━━ Given information ━━

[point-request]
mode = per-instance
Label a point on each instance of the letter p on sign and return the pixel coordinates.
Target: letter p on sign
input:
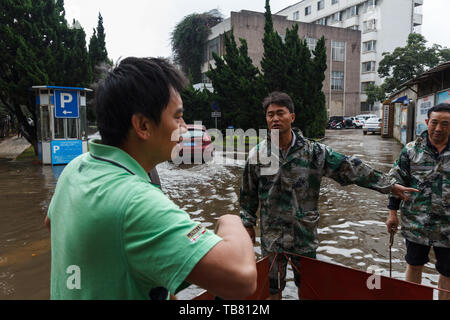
(65, 98)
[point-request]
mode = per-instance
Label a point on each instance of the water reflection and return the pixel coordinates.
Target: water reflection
(351, 229)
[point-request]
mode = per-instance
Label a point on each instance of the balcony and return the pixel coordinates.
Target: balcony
(417, 19)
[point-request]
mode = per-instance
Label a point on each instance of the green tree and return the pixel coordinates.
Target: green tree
(197, 106)
(407, 62)
(237, 87)
(188, 41)
(273, 63)
(98, 54)
(315, 99)
(38, 48)
(288, 67)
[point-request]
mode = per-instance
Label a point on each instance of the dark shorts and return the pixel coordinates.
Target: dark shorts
(277, 275)
(417, 255)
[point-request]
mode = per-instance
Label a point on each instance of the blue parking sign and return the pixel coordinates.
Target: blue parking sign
(66, 104)
(64, 151)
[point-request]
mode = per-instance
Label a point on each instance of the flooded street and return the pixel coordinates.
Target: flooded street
(351, 229)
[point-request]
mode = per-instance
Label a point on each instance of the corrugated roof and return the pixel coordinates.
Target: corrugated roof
(428, 74)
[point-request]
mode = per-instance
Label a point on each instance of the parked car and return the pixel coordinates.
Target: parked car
(197, 143)
(359, 122)
(372, 125)
(335, 122)
(349, 122)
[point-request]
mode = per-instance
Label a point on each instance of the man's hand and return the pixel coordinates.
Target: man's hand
(392, 221)
(402, 192)
(251, 233)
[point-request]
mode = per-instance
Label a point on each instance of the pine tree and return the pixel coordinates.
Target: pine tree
(98, 54)
(236, 83)
(189, 38)
(36, 49)
(288, 67)
(316, 99)
(273, 62)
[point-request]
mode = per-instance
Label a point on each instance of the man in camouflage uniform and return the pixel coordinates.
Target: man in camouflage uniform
(425, 164)
(289, 195)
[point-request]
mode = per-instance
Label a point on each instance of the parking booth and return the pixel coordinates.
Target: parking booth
(61, 123)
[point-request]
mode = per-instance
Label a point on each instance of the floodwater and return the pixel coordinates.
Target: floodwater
(351, 228)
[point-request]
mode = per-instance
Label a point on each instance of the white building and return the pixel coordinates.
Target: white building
(384, 24)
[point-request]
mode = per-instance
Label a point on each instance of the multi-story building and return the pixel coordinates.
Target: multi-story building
(385, 25)
(341, 84)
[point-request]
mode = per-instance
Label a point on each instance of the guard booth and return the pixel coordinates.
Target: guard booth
(61, 123)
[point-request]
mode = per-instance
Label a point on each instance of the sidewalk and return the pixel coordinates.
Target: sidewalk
(12, 147)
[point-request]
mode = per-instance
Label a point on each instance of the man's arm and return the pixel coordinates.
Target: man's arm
(392, 221)
(228, 270)
(400, 173)
(249, 200)
(351, 170)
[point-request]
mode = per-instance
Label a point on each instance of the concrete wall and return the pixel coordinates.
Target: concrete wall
(249, 25)
(395, 20)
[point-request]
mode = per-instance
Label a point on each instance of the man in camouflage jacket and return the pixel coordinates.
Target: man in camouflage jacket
(425, 165)
(288, 196)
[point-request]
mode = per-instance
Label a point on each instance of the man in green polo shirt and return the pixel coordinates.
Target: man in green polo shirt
(114, 235)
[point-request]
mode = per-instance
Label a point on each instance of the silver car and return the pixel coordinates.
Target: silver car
(372, 125)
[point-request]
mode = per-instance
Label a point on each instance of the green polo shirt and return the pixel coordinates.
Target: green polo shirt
(114, 235)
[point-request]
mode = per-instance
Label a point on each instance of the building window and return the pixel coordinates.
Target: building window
(320, 5)
(213, 46)
(364, 85)
(368, 66)
(336, 17)
(370, 46)
(337, 81)
(322, 21)
(370, 25)
(352, 11)
(311, 43)
(338, 50)
(372, 3)
(307, 10)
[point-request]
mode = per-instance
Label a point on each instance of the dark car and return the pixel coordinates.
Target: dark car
(335, 122)
(196, 143)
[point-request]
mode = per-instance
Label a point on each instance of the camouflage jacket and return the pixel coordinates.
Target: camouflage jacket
(289, 196)
(425, 218)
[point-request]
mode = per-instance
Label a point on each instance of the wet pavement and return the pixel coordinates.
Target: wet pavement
(351, 228)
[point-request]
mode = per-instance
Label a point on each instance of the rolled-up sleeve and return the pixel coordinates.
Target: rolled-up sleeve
(249, 200)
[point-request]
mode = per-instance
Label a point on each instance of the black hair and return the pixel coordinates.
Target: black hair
(136, 85)
(278, 98)
(442, 107)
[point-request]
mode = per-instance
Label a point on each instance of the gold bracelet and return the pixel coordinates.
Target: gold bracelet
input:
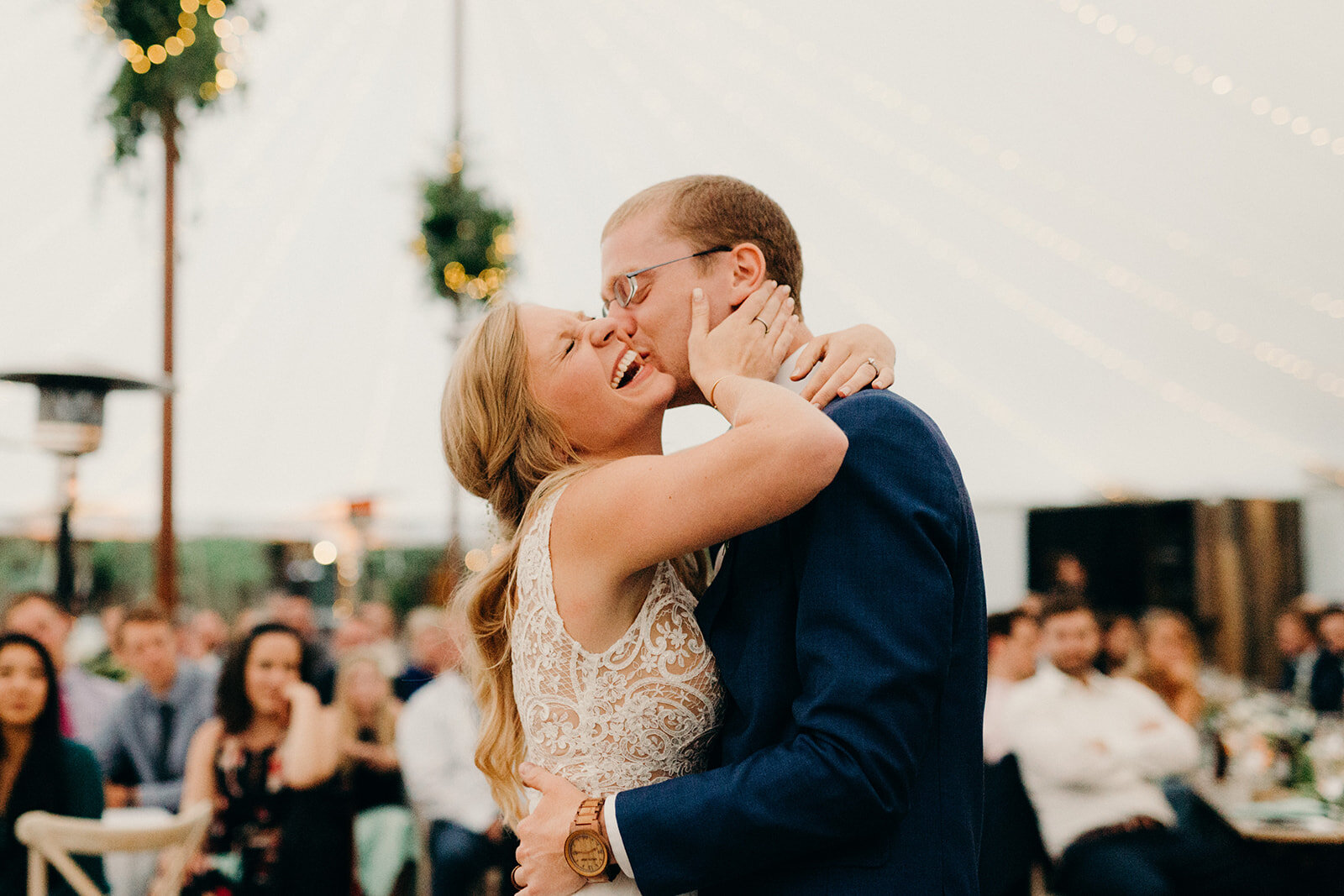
(714, 387)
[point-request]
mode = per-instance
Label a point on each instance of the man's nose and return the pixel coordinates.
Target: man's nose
(602, 329)
(622, 317)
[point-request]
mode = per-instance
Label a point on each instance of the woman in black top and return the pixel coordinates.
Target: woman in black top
(385, 831)
(266, 763)
(38, 768)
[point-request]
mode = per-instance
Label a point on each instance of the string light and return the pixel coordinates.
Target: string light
(1010, 160)
(1054, 322)
(1202, 76)
(891, 100)
(1072, 251)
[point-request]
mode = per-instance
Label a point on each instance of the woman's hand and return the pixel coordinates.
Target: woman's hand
(302, 692)
(750, 342)
(842, 363)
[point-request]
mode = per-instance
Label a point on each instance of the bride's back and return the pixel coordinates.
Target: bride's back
(642, 711)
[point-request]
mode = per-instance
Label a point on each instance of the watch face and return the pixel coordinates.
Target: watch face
(586, 853)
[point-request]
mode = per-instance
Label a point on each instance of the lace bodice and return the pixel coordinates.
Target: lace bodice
(638, 712)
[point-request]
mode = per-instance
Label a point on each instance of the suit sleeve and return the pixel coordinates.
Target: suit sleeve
(874, 557)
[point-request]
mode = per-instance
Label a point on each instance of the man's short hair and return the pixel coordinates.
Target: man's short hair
(716, 210)
(1335, 609)
(143, 614)
(1001, 624)
(1063, 602)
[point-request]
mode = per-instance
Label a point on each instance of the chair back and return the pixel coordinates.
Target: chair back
(53, 839)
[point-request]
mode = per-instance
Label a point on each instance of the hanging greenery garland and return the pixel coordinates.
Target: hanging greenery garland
(465, 241)
(175, 50)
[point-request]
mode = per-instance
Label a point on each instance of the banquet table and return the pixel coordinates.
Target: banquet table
(1277, 815)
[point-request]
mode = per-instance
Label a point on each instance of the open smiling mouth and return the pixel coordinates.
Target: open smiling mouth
(627, 369)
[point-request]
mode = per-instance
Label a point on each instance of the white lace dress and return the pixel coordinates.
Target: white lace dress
(640, 712)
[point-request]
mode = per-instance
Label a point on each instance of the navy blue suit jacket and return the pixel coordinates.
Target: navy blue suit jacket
(851, 640)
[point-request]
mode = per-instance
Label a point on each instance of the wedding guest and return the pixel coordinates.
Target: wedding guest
(1327, 688)
(107, 663)
(436, 741)
(143, 750)
(85, 699)
(385, 831)
(296, 611)
(1168, 661)
(266, 765)
(353, 634)
(429, 647)
(1014, 640)
(1010, 844)
(382, 621)
(1093, 750)
(1119, 642)
(38, 768)
(203, 640)
(1068, 573)
(1296, 644)
(1032, 604)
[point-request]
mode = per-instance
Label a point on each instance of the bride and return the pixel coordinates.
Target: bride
(588, 658)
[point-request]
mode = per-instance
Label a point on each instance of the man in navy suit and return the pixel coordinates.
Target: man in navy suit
(850, 636)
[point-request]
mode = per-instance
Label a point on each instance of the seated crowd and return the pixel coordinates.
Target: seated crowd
(1090, 726)
(326, 761)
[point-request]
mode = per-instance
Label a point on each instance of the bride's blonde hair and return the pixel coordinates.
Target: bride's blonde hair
(507, 448)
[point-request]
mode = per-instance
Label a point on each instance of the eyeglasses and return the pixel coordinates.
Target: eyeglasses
(625, 286)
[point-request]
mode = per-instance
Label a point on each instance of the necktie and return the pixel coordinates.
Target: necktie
(165, 712)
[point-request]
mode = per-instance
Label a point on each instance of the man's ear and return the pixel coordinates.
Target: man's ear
(748, 271)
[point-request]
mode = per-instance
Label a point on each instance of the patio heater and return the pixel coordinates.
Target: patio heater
(71, 425)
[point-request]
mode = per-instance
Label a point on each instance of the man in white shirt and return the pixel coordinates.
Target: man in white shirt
(1093, 752)
(436, 745)
(1014, 637)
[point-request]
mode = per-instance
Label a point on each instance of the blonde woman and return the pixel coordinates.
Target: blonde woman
(385, 832)
(1168, 661)
(589, 660)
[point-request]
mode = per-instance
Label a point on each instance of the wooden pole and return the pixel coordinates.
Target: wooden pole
(167, 575)
(459, 13)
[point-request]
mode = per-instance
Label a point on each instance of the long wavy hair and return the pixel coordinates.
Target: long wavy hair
(507, 448)
(40, 782)
(232, 703)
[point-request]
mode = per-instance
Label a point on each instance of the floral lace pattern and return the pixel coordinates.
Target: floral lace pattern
(638, 712)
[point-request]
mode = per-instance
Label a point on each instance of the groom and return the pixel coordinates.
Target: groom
(850, 636)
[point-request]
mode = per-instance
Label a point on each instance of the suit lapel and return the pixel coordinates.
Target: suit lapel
(717, 593)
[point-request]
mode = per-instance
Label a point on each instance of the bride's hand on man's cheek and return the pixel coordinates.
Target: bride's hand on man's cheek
(750, 342)
(844, 363)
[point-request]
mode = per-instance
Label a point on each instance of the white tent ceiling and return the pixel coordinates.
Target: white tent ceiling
(1106, 239)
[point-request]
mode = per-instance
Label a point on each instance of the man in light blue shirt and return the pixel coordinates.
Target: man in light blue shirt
(143, 750)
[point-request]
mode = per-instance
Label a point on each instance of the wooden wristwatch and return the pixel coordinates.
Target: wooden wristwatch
(586, 849)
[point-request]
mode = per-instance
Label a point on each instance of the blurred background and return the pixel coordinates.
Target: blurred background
(1105, 239)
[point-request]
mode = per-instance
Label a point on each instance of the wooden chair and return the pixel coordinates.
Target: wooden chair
(51, 839)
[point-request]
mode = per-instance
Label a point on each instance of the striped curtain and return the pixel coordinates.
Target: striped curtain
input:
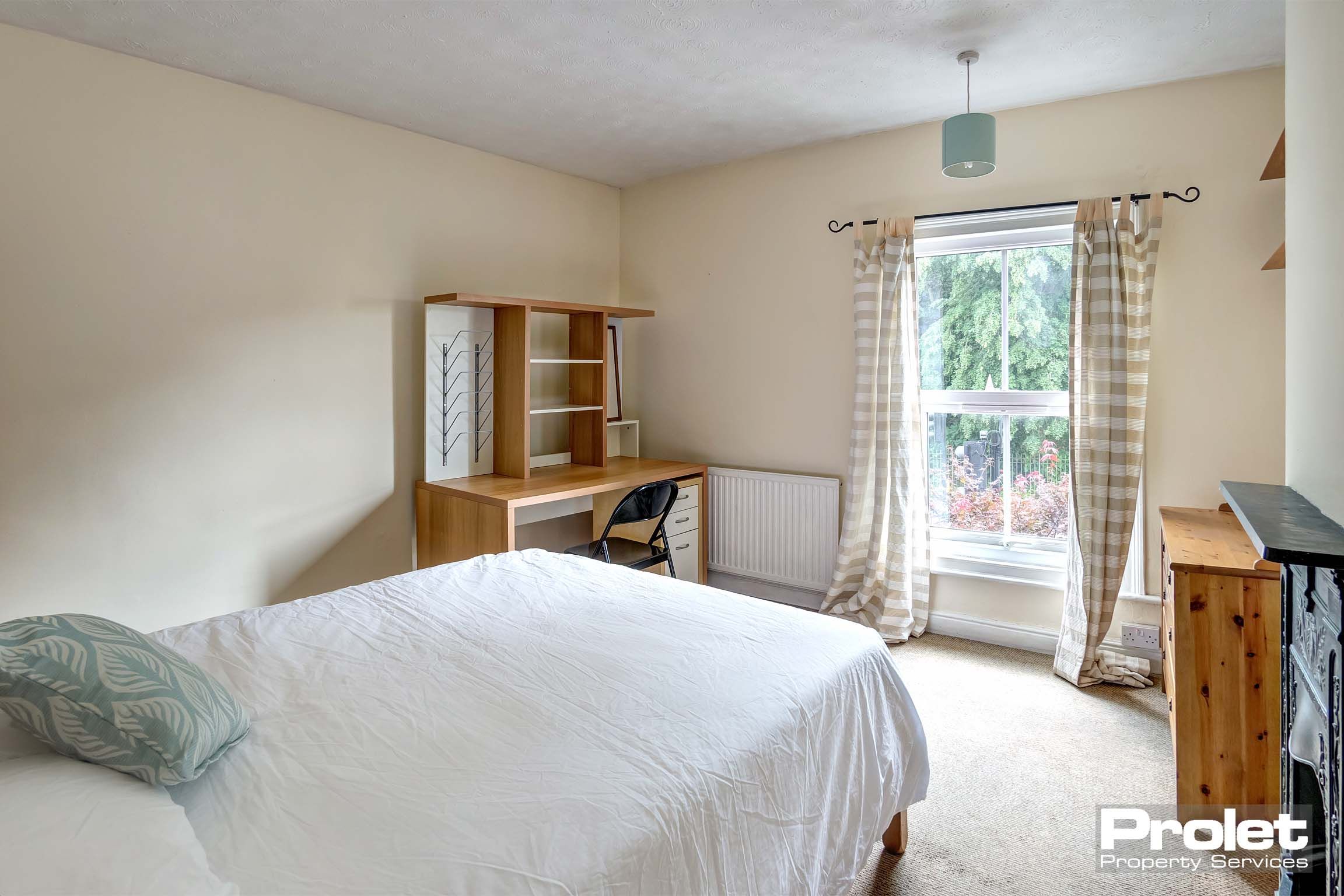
(882, 569)
(1108, 396)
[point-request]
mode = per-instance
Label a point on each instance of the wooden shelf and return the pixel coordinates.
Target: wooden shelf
(472, 300)
(565, 409)
(1275, 169)
(1277, 260)
(566, 360)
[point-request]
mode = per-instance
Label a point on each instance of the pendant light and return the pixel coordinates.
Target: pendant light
(968, 140)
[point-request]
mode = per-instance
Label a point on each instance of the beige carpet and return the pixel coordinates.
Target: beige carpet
(1020, 761)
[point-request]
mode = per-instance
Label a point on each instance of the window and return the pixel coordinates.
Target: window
(993, 358)
(993, 363)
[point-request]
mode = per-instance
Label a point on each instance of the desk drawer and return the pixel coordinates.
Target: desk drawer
(686, 555)
(687, 498)
(682, 520)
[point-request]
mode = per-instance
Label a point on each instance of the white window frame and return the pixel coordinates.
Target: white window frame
(1005, 556)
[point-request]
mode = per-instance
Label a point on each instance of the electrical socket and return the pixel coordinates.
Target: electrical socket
(1136, 636)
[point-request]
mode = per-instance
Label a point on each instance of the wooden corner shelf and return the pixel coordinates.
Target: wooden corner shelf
(472, 300)
(585, 363)
(1276, 170)
(1277, 261)
(1276, 167)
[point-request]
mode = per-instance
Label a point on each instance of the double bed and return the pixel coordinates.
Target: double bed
(540, 723)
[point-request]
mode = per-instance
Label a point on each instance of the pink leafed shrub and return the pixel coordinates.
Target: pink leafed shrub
(1040, 500)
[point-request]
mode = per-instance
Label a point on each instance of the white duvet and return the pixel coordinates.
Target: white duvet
(538, 723)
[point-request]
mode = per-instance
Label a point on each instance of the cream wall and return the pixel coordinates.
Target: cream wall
(749, 359)
(1315, 202)
(210, 328)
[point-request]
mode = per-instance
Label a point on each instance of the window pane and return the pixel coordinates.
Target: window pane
(1038, 317)
(965, 472)
(1040, 476)
(960, 321)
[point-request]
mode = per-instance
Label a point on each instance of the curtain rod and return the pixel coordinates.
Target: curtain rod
(835, 228)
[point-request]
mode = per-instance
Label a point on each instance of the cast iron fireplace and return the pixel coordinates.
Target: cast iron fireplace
(1290, 531)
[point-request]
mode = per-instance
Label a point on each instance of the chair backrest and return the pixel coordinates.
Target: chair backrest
(649, 502)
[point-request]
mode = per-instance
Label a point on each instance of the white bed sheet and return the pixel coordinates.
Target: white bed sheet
(538, 723)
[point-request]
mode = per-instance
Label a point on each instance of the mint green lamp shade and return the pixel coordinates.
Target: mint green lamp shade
(968, 145)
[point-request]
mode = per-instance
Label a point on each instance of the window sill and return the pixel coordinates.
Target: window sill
(1011, 567)
(1046, 577)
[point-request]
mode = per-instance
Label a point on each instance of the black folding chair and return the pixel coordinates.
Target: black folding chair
(651, 502)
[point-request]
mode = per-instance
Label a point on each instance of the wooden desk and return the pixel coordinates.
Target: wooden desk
(475, 515)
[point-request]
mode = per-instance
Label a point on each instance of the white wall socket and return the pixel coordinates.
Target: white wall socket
(1136, 636)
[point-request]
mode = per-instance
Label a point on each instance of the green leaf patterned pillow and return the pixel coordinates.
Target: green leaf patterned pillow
(105, 694)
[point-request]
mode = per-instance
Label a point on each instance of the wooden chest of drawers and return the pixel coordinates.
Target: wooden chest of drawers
(1221, 663)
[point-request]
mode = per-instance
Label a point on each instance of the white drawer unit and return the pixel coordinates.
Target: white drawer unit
(686, 555)
(682, 526)
(682, 520)
(687, 496)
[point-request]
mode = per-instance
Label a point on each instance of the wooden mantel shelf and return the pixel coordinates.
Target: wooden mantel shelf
(472, 300)
(1276, 167)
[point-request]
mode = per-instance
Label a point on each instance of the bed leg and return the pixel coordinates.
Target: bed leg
(894, 839)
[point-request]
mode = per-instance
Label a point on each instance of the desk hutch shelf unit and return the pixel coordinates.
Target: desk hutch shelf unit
(483, 373)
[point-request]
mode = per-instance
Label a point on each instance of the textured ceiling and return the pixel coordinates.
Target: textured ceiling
(625, 90)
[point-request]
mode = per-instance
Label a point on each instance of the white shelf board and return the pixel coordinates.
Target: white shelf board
(565, 409)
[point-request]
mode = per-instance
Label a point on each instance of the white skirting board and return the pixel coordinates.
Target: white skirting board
(954, 625)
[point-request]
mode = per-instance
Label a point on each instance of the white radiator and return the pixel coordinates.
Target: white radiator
(775, 527)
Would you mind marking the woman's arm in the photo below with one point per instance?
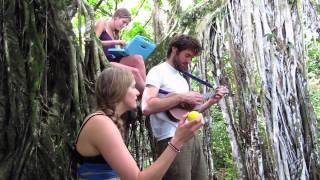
(106, 138)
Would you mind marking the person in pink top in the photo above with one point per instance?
(108, 32)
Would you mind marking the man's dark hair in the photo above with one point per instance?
(183, 42)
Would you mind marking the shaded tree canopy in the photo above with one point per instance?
(259, 49)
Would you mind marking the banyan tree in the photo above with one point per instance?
(256, 48)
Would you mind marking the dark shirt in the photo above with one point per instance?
(93, 167)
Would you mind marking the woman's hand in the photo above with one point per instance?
(186, 130)
(122, 43)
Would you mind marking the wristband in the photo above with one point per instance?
(175, 149)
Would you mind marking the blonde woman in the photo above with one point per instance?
(108, 33)
(101, 151)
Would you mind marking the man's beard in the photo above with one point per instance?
(178, 65)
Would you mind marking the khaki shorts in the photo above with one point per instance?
(189, 164)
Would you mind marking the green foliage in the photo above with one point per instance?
(223, 162)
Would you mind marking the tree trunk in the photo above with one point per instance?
(269, 66)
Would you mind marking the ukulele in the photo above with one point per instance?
(180, 111)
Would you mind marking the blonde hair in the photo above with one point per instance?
(120, 13)
(111, 87)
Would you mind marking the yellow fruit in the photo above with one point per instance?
(192, 115)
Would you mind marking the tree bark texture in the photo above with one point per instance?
(266, 46)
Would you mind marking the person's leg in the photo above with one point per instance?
(139, 69)
(180, 168)
(199, 162)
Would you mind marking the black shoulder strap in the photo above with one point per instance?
(85, 122)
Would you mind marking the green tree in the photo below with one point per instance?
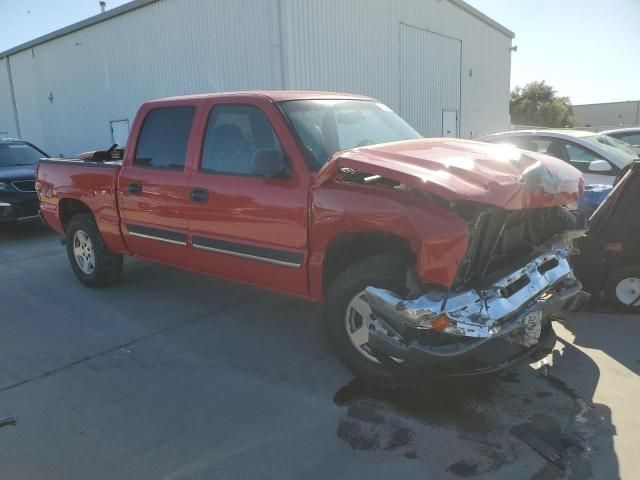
(537, 105)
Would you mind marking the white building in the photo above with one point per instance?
(443, 65)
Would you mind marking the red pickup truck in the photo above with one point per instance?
(433, 256)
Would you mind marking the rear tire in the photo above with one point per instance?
(92, 262)
(622, 287)
(382, 271)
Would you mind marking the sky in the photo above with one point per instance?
(588, 50)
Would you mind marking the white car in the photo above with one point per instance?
(600, 158)
(628, 135)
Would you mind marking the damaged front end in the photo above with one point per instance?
(513, 281)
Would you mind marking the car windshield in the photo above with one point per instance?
(615, 147)
(329, 126)
(13, 154)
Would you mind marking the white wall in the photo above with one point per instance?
(175, 47)
(104, 72)
(354, 46)
(7, 118)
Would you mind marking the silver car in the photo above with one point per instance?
(599, 157)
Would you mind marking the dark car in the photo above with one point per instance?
(608, 257)
(18, 197)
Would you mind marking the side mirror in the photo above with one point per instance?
(269, 163)
(600, 166)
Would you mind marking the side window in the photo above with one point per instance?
(580, 157)
(540, 145)
(164, 137)
(234, 134)
(631, 138)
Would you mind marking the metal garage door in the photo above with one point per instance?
(429, 80)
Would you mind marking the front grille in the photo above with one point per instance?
(24, 185)
(499, 237)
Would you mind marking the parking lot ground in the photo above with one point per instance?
(171, 375)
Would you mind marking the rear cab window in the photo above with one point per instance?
(164, 137)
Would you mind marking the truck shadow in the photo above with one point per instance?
(24, 231)
(493, 425)
(539, 423)
(619, 342)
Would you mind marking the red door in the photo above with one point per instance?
(153, 185)
(244, 226)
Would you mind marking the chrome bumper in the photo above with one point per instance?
(497, 307)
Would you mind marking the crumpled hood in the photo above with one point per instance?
(18, 172)
(466, 170)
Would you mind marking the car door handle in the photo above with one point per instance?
(199, 195)
(134, 188)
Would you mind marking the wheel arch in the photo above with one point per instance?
(346, 249)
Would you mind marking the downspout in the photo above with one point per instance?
(13, 99)
(283, 73)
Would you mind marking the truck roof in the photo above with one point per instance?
(275, 95)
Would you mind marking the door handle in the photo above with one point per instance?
(134, 188)
(199, 195)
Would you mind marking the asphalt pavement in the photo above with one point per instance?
(172, 375)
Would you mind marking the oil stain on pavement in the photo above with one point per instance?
(490, 420)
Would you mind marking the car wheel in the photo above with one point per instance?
(92, 262)
(623, 289)
(348, 316)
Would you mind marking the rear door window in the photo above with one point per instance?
(234, 134)
(164, 138)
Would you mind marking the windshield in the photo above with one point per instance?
(329, 126)
(13, 154)
(613, 146)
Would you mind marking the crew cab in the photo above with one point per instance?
(433, 256)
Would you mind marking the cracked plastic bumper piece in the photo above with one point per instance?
(510, 307)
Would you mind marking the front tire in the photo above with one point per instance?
(347, 315)
(623, 289)
(92, 262)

━━━

§ **Written exercise**:
From the line containing "Would you mind marking the red door" through the final line of the listing above, retype every line exactly; leave out everything else.

§ **Response below**:
Would you mind marking the red door in the photo above with one point per instance?
(153, 185)
(244, 226)
Would you mind marking the chrome bumper in the photo above with one point per instance?
(497, 307)
Would you mind marking the crumpled hood in the photo above with one point per instance?
(18, 172)
(466, 170)
Would you mind marking the car door handle in the photo above with one point per instance?
(199, 195)
(134, 188)
Would you mind marking the wheel arch in the photo above with one point per instance?
(346, 249)
Would you mind marking the downspout in the photo above with one point per instance?
(13, 99)
(283, 73)
Would you mind marking the truck roof in the photo above with one point per instance?
(275, 95)
Would you mind marking the door handle in the photo above with one point per instance?
(134, 188)
(199, 195)
Would you mind marking the asphalt pavement in the photo above with one point per instance?
(172, 375)
Would you mind marking the oil stain on pavement in the photo above with one point per instance?
(490, 420)
Would you mind marking the car wheel in the photo above with one point per instance?
(92, 262)
(623, 289)
(348, 316)
Would you mind marking the rear door window in the photo above with one point per instance?
(234, 134)
(164, 138)
Would you mind marking the windshield in the photo above with one point per instance?
(329, 126)
(13, 154)
(613, 146)
Would you mind marking the crew cab in the photo above with one point per instance?
(433, 256)
Would you mind marking the cracked plastic bumper piece in the photo above with one point per instance?
(510, 307)
Would you mind marking the front tire in the photo above with one point per instance?
(347, 315)
(623, 289)
(92, 262)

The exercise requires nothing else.